__Challenge__.
Quote every record below verbatim, line by line.

__Exercise inputs__.
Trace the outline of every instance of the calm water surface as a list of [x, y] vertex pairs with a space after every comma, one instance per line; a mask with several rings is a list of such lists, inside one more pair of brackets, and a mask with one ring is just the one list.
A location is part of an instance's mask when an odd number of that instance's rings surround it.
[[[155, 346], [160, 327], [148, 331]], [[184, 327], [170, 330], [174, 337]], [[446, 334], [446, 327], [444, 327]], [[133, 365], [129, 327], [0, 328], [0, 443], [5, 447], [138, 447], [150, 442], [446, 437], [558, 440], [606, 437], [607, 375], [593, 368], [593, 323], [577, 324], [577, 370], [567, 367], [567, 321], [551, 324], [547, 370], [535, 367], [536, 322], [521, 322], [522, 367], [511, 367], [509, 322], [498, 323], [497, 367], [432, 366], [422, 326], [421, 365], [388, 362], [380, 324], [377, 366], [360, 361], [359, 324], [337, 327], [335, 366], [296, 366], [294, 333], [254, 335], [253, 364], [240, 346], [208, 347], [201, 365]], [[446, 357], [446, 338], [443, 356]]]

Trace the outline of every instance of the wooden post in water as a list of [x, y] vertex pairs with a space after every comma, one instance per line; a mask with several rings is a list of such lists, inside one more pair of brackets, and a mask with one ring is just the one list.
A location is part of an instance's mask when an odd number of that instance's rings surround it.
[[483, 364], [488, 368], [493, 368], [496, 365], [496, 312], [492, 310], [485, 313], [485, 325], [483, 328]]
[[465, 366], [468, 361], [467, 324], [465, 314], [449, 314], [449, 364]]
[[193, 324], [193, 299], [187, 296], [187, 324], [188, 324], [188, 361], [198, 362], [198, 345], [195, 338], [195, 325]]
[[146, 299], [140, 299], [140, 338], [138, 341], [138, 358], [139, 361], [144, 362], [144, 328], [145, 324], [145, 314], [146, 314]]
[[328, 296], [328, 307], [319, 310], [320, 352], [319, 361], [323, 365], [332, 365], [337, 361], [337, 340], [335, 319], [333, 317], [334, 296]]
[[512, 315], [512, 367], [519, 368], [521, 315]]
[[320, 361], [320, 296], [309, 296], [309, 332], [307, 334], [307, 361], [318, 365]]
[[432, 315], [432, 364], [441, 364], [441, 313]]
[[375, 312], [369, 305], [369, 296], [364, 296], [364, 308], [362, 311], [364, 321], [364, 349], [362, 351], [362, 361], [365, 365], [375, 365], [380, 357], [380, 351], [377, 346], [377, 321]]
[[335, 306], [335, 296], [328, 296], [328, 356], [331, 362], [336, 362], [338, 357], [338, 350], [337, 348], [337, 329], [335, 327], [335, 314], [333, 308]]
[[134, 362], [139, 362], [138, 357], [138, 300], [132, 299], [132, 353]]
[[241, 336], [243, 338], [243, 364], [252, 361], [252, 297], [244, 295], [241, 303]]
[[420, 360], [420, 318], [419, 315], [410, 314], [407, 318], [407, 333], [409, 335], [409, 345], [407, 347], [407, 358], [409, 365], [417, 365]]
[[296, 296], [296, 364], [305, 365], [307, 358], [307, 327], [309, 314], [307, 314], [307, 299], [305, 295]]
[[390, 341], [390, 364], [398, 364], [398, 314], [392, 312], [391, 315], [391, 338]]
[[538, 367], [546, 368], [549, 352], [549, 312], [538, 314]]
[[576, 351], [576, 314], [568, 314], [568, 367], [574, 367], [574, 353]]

__Response__.
Trace the outline of every instance of the calm water surface as a list of [x, y] vertex pairs with a space after every comma, one instance per line; a mask with several rings is a list of such lists, inside one more pair of brackets, and a mask with one ring is just the one list.
A location is part of an instance's mask when an odd number of that instance's rings surround it.
[[[155, 346], [160, 327], [148, 331]], [[184, 327], [170, 330], [174, 337]], [[446, 334], [446, 327], [444, 327]], [[133, 365], [129, 327], [0, 328], [0, 443], [5, 447], [138, 447], [150, 442], [446, 437], [558, 440], [606, 437], [607, 375], [593, 368], [593, 323], [577, 324], [577, 370], [567, 367], [567, 321], [551, 324], [547, 370], [535, 367], [536, 322], [521, 322], [522, 367], [511, 367], [509, 322], [498, 323], [497, 367], [432, 366], [422, 326], [421, 365], [388, 362], [380, 324], [377, 366], [360, 361], [359, 324], [337, 327], [335, 366], [296, 366], [294, 333], [254, 335], [253, 364], [240, 346], [208, 347], [201, 365]], [[446, 357], [446, 338], [443, 356]]]

Trace the outline of every instance of the wooden post in water as a list of [x, y] vertex pairs with a space after every comma, one instance per line; a mask with several rings is a list of such lists, inside one more pair of brackets, and a mask with one ring is just the one list.
A location is part of an instance's mask when an odd number of that instance's rings surround it.
[[483, 364], [488, 368], [493, 368], [496, 365], [496, 312], [492, 310], [485, 313], [485, 325], [483, 328]]
[[465, 366], [468, 361], [467, 324], [465, 314], [449, 314], [449, 364]]
[[193, 324], [193, 299], [187, 296], [187, 324], [188, 324], [188, 361], [198, 362], [198, 345], [195, 338], [195, 325]]
[[146, 299], [140, 299], [140, 338], [138, 341], [138, 358], [139, 361], [144, 362], [144, 328], [145, 324], [145, 314], [146, 314]]
[[328, 296], [328, 307], [319, 310], [320, 352], [319, 361], [323, 365], [332, 365], [337, 361], [337, 340], [335, 319], [333, 317], [334, 296]]
[[512, 315], [512, 367], [519, 368], [521, 315]]
[[320, 361], [320, 296], [309, 296], [309, 332], [307, 334], [307, 361], [318, 365]]
[[432, 315], [432, 364], [441, 364], [441, 313]]
[[375, 312], [369, 305], [369, 296], [364, 296], [364, 308], [362, 311], [364, 321], [364, 349], [362, 351], [362, 361], [365, 365], [375, 365], [380, 357], [380, 351], [377, 346], [377, 321]]
[[335, 306], [335, 296], [328, 296], [328, 356], [331, 362], [336, 362], [338, 357], [338, 350], [337, 348], [337, 329], [335, 327], [335, 314], [333, 308]]
[[134, 362], [139, 362], [138, 357], [138, 300], [132, 299], [132, 353]]
[[241, 336], [243, 338], [243, 364], [252, 361], [252, 297], [244, 295], [241, 303]]
[[420, 360], [420, 318], [419, 315], [410, 314], [407, 318], [407, 333], [409, 335], [409, 345], [407, 347], [407, 358], [409, 365], [417, 365]]
[[296, 296], [296, 364], [305, 365], [307, 358], [307, 327], [309, 314], [307, 314], [307, 299], [305, 295]]
[[390, 341], [390, 364], [398, 364], [398, 314], [392, 312], [391, 315], [391, 338]]
[[538, 367], [546, 368], [549, 352], [549, 312], [538, 314]]
[[576, 351], [576, 314], [568, 314], [568, 367], [574, 367], [574, 353]]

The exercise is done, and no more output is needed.